------ TEXTE FOURNI ------

Il ne se passe pas de jour sans que la question du statut du ministère public ne défraye la chronique. Et le mercredi 15 décembre fut riche en événements...

La chambre de l’instruction de la cour d’appel de Versailles a ainsi ordonné la mise en liberté de l’ancien chef du protocole du président libyen Mouammar Kadhafi. Placé en détention sur décision du parquet général à la suite d’une demande d’arrestation provisoire de la Libye, l’intéressé a été remis en liberté par la chambre de l’instruction. Celle-ci a en effet estimé que son incarcération avait été décidée par un magistrat qui ne pouvait être considéré comme une autorité judiciaire indépendante. Ce faisant, elle s’inspirait directement de l’arrêt « France Moulin » rendu quelques semaines plus tôt par la Cour européenne des droits de l’Homme, dans un cas d’espèce similaire.

------

• **PROBLÈME À RÉSOUDRE**
Extrayez intégralement le texte sur le statut du ministère public, sans rien y changer. Basez-vous uniquement sur le texte.

------ LIGNES DE DONNÉES ------

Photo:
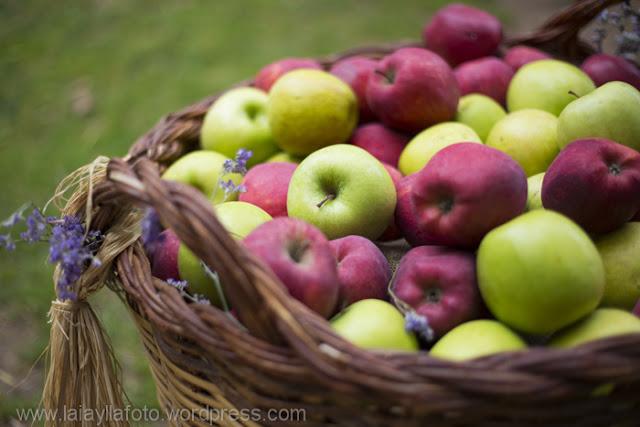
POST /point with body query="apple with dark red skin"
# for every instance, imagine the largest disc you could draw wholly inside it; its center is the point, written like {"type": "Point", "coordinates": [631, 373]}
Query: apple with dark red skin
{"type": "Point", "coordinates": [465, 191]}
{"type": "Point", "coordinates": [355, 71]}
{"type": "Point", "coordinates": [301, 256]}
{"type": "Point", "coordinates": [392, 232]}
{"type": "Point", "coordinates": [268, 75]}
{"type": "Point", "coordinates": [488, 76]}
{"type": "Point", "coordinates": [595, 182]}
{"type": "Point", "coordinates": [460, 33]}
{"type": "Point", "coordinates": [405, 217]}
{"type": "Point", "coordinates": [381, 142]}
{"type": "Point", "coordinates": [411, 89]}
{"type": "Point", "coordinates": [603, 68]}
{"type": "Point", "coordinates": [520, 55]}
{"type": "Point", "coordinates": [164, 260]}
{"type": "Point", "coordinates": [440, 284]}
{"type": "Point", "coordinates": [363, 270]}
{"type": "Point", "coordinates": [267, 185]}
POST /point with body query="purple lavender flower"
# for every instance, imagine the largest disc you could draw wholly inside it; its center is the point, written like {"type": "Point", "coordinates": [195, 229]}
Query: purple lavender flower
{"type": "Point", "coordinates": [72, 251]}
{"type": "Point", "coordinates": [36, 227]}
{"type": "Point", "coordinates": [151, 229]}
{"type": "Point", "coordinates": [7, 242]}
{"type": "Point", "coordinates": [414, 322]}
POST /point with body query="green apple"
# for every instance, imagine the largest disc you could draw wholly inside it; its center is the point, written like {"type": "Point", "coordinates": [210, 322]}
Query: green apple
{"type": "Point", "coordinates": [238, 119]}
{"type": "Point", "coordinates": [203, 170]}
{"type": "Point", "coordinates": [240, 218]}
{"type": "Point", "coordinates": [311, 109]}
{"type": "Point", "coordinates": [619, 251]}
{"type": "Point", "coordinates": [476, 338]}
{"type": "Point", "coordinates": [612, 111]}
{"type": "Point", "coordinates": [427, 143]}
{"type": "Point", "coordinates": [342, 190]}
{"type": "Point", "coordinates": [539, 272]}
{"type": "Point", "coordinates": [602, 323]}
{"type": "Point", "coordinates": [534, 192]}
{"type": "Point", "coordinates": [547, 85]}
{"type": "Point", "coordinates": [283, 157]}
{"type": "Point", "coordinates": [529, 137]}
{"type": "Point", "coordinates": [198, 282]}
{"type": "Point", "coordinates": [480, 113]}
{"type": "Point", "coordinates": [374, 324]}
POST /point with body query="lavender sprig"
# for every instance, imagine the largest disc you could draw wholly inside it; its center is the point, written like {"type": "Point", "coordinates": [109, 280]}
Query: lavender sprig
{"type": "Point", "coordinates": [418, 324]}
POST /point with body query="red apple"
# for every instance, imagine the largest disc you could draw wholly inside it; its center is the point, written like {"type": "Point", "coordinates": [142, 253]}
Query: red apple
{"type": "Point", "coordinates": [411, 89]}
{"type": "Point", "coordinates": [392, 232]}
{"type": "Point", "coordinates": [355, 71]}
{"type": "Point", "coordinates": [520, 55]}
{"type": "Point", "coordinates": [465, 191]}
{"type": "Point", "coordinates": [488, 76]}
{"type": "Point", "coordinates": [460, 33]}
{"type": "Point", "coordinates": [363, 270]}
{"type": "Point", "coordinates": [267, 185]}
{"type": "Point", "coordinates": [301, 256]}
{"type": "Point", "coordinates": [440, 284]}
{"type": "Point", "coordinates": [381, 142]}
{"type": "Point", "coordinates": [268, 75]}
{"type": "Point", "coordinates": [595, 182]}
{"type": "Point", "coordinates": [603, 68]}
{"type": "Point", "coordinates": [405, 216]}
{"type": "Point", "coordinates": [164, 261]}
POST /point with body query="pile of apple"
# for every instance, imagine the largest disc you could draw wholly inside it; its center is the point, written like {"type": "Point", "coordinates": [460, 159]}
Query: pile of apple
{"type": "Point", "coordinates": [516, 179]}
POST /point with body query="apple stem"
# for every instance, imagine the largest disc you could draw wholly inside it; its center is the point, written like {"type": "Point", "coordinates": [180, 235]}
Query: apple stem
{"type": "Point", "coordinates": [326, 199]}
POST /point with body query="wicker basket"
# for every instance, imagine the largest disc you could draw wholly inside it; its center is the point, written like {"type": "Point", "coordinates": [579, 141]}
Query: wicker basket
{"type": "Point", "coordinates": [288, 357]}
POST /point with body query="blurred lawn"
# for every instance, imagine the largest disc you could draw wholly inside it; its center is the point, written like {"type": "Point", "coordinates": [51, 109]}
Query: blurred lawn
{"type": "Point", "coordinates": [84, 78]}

------

• **RÉPONSE À FOURNIR**
Il ne se passe pas de jour sans que la question du statut du ministère public ne défraye la chronique. Et le mercredi 15 décembre fut riche en événements...

La chambre de l’instruction de la cour d’appel de Versailles a ainsi ordonné la mise en liberté de l’ancien chef du protocole du président libyen Mouammar Kadhafi. Placé en détention sur décision du parquet général à la suite d’une demande d’arrestation provisoire de la Libye, l’intéressé a été remis en liberté par la chambre de l’instruction. Celle-ci a en effet estimé que son incarcération avait été décidée par un magistrat qui ne pouvait être considéré comme une autorité judiciaire indépendante. Ce faisant, elle s’inspirait directement de l’arrêt « France Moulin » rendu quelques semaines plus tôt par la Cour européenne des droits de l’Homme, dans un cas d’espèce similaire.